Start of ENTRIES PROVIDED

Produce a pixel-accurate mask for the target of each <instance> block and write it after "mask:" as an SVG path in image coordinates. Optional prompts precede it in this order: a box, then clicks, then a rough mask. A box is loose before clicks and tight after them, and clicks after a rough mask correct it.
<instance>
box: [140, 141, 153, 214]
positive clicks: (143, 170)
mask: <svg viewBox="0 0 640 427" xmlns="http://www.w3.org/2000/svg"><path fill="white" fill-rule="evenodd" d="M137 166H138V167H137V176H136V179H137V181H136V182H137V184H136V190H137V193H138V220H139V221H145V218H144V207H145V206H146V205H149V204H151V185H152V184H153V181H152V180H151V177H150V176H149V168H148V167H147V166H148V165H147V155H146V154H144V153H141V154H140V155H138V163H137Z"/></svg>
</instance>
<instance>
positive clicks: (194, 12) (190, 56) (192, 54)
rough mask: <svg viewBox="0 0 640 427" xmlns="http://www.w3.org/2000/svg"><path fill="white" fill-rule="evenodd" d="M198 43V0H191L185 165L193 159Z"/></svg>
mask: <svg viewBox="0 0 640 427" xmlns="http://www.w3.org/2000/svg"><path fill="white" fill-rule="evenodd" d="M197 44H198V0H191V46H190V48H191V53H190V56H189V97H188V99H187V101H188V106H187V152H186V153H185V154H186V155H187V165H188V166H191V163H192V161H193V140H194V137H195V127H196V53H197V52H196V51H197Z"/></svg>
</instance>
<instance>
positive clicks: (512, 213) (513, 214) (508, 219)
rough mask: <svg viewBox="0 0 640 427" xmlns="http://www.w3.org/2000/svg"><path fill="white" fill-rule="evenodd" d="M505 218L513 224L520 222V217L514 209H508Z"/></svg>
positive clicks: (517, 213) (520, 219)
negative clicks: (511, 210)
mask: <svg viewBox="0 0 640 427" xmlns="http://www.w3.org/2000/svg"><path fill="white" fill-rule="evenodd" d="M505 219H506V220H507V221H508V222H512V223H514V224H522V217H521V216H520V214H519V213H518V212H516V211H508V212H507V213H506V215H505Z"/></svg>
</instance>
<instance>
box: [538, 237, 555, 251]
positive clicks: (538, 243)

End of ENTRIES PROVIDED

• PROBLEM DESCRIPTION
Could you print, exactly and with nothing else, the lines from the one containing "218L513 224L520 222V217L514" through the last line of the records above?

• EXPECTED OUTPUT
rough mask: <svg viewBox="0 0 640 427" xmlns="http://www.w3.org/2000/svg"><path fill="white" fill-rule="evenodd" d="M505 218L513 224L520 222V217L514 209H508Z"/></svg>
positive clicks: (517, 213) (520, 219)
negative clicks: (511, 210)
mask: <svg viewBox="0 0 640 427" xmlns="http://www.w3.org/2000/svg"><path fill="white" fill-rule="evenodd" d="M505 219H506V220H507V221H508V222H512V223H514V224H522V217H521V216H520V214H519V213H518V212H516V211H508V212H507V213H506V215H505Z"/></svg>
</instance>
<instance>
box: [538, 237, 555, 251]
positive clicks: (538, 243)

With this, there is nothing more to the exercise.